## STATED TASK 1
Translate this sentence from the post on doing something different into Spanish: "Doing something different created #31DaysIBPOC and it also was a factor that influenced my participation as a judge for the Boston Globe Horn Book Awards."

#31DaysIBPOC: Do Something Different

I knew someone years ago who told me that, during moments when something happened that was either unexpected or undesirable, her father would encourage her to “Do something different (DSD).” My sense is that those words were not always welcome, especially during particular moments of frustration, but what it did was to encourage her to stop, to gain some perspective, and to make a change.

Doing something different created #31DaysIBPOC and it also was a factor that influenced my participation as a judge for the Boston Globe Horn Book Awards.

Wait–How Many Books?!
I was honored when Roger Sutton selected me because, well, free books! Then, the books began arriving (from June ‘18-May ‘19), and I quickly understood why I needed to be careful what I asked for. Some days, I’d receive boxes of hundreds of books, combinations of picture books, nonfiction, young adult novels and everything in between. I explained to someone that we were essentially looking for a needle in a haystack. The criteria was simple: “excellence,” but as you might figure out, excellence can be a moving target, especially because we read books through the lenses of who we are. Roger knows about my work as a literacy organizer and he also knows I’m vocal about equity, so I’m certain he knew what kind of lenses I would bring as a judge.

## SOURCE DATA
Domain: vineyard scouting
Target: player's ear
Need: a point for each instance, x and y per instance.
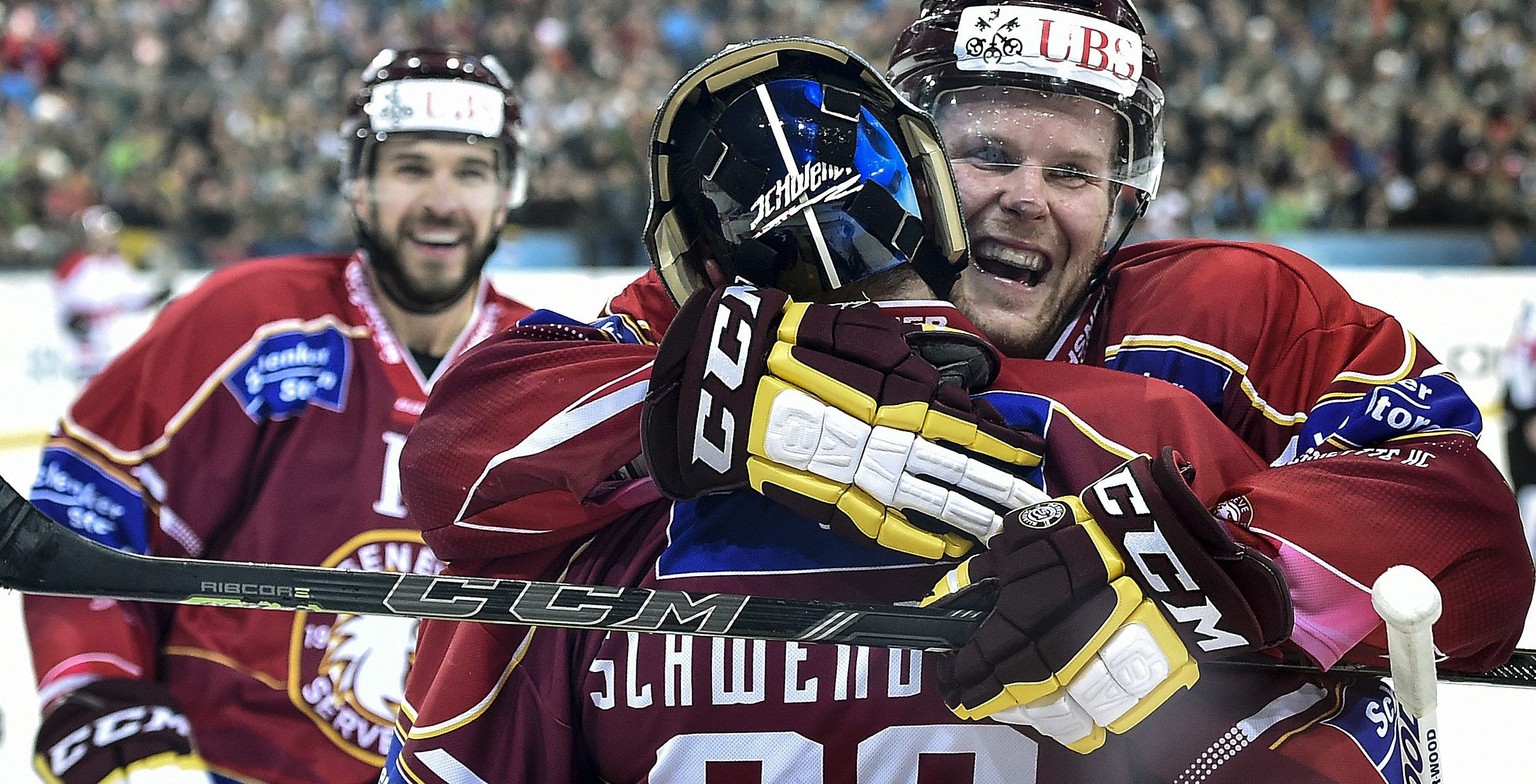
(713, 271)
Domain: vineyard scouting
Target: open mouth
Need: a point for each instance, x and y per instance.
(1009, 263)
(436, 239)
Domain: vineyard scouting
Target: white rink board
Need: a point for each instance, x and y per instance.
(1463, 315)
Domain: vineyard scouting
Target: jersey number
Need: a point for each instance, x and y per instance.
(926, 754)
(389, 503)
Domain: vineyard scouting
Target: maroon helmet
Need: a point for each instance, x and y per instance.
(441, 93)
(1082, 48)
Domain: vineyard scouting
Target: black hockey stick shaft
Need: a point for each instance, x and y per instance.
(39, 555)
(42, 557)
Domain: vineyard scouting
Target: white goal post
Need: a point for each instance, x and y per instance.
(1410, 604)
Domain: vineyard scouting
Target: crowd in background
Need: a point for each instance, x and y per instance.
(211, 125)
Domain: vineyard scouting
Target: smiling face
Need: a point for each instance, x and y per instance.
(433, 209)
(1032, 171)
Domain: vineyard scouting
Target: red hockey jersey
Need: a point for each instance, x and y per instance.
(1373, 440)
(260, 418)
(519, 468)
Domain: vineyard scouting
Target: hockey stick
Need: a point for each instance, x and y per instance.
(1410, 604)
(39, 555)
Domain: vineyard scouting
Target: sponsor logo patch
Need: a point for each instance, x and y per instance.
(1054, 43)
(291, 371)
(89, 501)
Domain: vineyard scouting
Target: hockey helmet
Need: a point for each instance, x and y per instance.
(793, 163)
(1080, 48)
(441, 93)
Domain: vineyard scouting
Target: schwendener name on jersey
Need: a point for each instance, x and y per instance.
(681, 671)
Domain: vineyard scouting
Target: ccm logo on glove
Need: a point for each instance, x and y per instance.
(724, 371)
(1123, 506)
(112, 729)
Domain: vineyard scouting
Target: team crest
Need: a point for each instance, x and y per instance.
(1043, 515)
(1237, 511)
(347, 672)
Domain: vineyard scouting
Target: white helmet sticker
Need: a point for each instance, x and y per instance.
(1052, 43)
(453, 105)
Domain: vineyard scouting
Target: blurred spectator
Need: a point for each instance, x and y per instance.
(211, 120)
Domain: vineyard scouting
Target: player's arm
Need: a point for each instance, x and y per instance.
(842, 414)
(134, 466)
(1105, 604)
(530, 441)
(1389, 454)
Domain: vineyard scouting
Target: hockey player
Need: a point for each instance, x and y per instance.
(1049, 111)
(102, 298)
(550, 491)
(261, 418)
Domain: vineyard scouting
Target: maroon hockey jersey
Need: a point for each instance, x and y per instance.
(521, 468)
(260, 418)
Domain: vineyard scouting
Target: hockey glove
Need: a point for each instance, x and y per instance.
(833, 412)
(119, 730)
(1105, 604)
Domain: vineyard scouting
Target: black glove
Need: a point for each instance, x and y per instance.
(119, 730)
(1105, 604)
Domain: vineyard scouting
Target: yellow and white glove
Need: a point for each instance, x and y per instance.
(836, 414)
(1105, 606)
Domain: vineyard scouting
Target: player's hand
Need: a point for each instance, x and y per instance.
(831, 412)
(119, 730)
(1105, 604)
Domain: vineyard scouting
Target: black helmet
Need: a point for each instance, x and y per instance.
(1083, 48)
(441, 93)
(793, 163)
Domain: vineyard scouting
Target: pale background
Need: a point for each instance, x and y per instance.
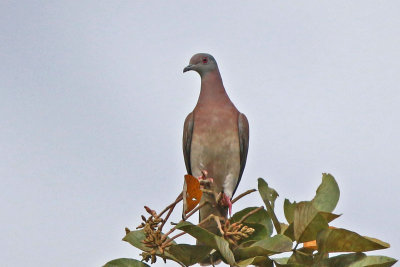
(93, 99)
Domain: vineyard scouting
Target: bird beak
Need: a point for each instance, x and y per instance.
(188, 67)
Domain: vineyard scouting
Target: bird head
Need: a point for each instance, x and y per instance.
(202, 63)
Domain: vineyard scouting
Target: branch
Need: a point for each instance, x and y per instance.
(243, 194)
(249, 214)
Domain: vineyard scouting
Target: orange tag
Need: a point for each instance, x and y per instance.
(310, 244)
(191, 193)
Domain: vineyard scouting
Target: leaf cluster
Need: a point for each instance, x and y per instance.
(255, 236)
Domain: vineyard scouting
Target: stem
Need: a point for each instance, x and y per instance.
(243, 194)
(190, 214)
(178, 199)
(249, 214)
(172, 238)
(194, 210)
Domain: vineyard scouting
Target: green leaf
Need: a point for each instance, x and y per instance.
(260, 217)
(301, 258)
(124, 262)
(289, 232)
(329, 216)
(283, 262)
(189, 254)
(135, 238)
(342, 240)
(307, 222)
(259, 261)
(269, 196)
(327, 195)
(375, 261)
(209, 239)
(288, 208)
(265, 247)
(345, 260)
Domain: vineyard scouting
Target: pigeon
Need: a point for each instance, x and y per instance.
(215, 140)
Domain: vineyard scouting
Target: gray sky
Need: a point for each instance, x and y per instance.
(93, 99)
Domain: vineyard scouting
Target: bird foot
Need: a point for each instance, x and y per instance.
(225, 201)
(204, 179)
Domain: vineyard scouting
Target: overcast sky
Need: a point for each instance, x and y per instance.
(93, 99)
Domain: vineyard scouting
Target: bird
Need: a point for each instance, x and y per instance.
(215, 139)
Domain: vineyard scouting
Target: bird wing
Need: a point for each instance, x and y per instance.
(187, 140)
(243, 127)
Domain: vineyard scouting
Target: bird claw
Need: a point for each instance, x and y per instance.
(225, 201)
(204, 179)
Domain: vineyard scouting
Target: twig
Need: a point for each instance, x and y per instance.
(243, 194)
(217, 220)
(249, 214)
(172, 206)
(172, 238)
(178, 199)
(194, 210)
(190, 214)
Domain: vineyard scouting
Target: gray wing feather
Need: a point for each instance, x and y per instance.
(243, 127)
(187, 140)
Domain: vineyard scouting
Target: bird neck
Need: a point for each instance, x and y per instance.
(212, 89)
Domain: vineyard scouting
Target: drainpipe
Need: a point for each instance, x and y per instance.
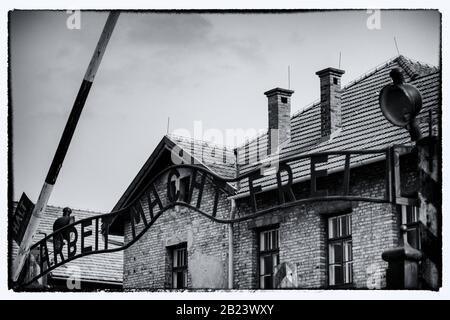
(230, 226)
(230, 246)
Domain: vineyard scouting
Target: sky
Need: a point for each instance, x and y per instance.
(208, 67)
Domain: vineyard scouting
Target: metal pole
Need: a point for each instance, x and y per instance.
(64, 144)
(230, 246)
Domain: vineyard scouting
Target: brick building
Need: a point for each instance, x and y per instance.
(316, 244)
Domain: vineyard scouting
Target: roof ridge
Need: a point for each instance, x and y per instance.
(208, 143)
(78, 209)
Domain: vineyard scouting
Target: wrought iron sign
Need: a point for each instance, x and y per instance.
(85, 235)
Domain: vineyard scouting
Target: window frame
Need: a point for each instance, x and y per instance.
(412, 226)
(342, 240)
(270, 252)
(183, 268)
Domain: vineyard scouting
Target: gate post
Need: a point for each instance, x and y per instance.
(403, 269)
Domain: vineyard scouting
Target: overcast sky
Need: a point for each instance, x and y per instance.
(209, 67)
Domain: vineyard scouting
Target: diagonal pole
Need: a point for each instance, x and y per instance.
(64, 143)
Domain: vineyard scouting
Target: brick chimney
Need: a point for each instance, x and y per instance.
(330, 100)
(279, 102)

## STATED TASK 2
In the listing above, find each line containing the word "background" and copy those lines.

## CORRECT RESPONSE 1
Hacer algo diferente creó #31DaysIBPOC y también fue un factor que influyó en mi participación como jurado de los Boston Globe Horn Book Awards.

## CORRECT RESPONSE 2
Target: crowd in background
Target: pale background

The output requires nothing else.